ÉNONCÉ A
Dans l'extrait sur l'affaire Créatech, pourquoi la Cour refuse-t-elle de voir dans la clause d'exonération et de limitation de responsabilité une clause de non-obligation ?
ÉNONCÉ B
Poursuivez l'extrait sur l'affaire Créatech après sa dernière phrase.

PASSAGE EXTRAIT
____
En ce qui a trait à la clause d’exonération et de limitation de responsabilité invoquée par Créatech, bien qu’elle la qualifie de « sévère »[9], la Cour tranche qu’il ne s’agit pas d’une « clause de non-obligation qui ferait échec à la réciprocité des obligations »[10], car Créatech demeure tenue à certaines obligations envers Prelco.

Commentaire

Certains auraient souhaité que la Cour suprême précise ce qui est entendu par la dénomination « obligation essentielle », d’autant plus qu’elle semble admettre que la théorie du manquement à une obligation essentielle s’applique aux contrats d’adhésion par application de l’article 1427 C.c.Q.[11]. Dans le cas de l’affaire Créatech, la définition de l’obligation essentielle retenue est complexe et la Cour ne mentionne pas comment elle détermine quelles obligations peuvent être considérées essentielles par opposition à ce qui relèverait de l’accessoire. Ce sera toutefois partie remise pour l’étendue de l’application de cette théorie dans ce contexte.
____
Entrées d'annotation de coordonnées
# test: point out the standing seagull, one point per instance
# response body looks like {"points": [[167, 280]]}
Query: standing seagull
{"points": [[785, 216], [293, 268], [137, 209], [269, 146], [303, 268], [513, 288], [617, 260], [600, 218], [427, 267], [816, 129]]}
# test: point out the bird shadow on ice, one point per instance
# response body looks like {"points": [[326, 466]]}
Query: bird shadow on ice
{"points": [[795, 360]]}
____
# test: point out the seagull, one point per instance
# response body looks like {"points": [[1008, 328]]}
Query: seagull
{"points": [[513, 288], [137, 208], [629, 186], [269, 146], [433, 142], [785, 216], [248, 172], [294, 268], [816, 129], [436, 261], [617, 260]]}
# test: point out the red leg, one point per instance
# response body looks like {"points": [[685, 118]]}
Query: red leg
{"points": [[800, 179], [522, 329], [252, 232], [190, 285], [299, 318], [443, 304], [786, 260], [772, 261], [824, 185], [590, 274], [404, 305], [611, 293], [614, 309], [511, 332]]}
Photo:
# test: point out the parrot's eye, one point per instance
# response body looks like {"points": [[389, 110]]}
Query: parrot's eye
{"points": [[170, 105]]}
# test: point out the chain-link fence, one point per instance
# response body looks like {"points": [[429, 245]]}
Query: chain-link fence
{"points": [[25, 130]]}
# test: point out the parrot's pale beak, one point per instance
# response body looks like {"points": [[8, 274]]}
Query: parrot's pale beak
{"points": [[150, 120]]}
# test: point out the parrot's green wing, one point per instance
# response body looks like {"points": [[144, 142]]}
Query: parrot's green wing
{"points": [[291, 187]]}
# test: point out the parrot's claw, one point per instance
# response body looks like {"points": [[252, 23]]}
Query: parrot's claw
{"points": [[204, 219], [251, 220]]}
____
RÉSULTAT A
La clause ne fait pas échec à la réciprocité des obligations, car Créatech demeure tenue à certaines obligations envers Prelco.

RÉSULTAT B
On retient de l’arrêt Créatech le libéralisme contractuel quasi absolu mis de l’avant par la Cour suprême; en présence d’un contrat de gré à gré, négocié entre parties avisées, une clause d’exonération de responsabilité, même « sévère »[12], est en principe applicable aux manquements aux obligations dites essentielles. En effet,  bien qu’elle se soit tantôt retenue de commenter le cas de figure où la clause de limitation de responsabilité rendrait la contreprestation « négligeable ou dérisoire au point de pouvoir être considérée inexistante »[13], la Cour tranche plus tard que « même si nous reconnaissions, pour les besoins de la discussion, que le caractère dérisoire de la sanction permet de conclure en l’absence de cause, il ne serait même pas possible de soutenir que c’est le cas en l’espèce. En effet, la clause n’exclut pas toute sanction »[14]. Autrement dit, il semble que le montant de la limite de responsabilité pour dommages-intérêts ait peu ou pas d’incidence, pourvu que le créancier de la prestation ne soit pas empêché de recourir à d’autres types de sanctions ailleurs dans le contrat.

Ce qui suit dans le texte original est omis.